Issue:

Muslim, Sikh Groups to Supreme Court: Restore Workplace Religious Freedom Protections

Washington D.C. — Last week, Muslim Advocates, the Sikh Coalition and The Religious Freedom Institute’s Islam and Religious Freedom Action Team filed a brief urging the U.S. Supreme Court to revisit a 1977 decision that has allowed employers to easily deny requests for religious accommodations that impose “more than a de minimis cost” on an employer for nearly half a century. The brief was filed in response to Groff v. DeJoy, a case the Supreme Court will consider involving an evangelical Christian postal worker who was punished for refusing to work on Sundays—as required by his faith. The brief notes that Muslim and Sikh workers regularly face similar discrimination by having their requests for religious accommodations routinely denied and urges the court to undo the 1977 decision that has allowed workplace religious discrimination to flourish.

———

Task statement =
Can you quote the press release on the Supreme Court brief above word for word, from "Washington D.C. —" to "discrimination to flourish."?

Dataset extract =
———

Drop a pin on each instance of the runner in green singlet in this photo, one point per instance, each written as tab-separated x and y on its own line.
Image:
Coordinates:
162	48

———

Task output =
Washington D.C. — Last week, Muslim Advocates, the Sikh Coalition and The Religious Freedom Institute’s Islam and Religious Freedom Action Team filed a brief urging the U.S. Supreme Court to revisit a 1977 decision that has allowed employers to easily deny requests for religious accommodations that impose “more than a de minimis cost” on an employer for nearly half a century. The brief was filed in response to Groff v. DeJoy, a case the Supreme Court will consider involving an evangelical Christian postal worker who was punished for refusing to work on Sundays—as required by his faith. The brief notes that Muslim and Sikh workers regularly face similar discrimination by having their requests for religious accommodations routinely denied and urges the court to undo the 1977 decision that has allowed workplace religious discrimination to flourish.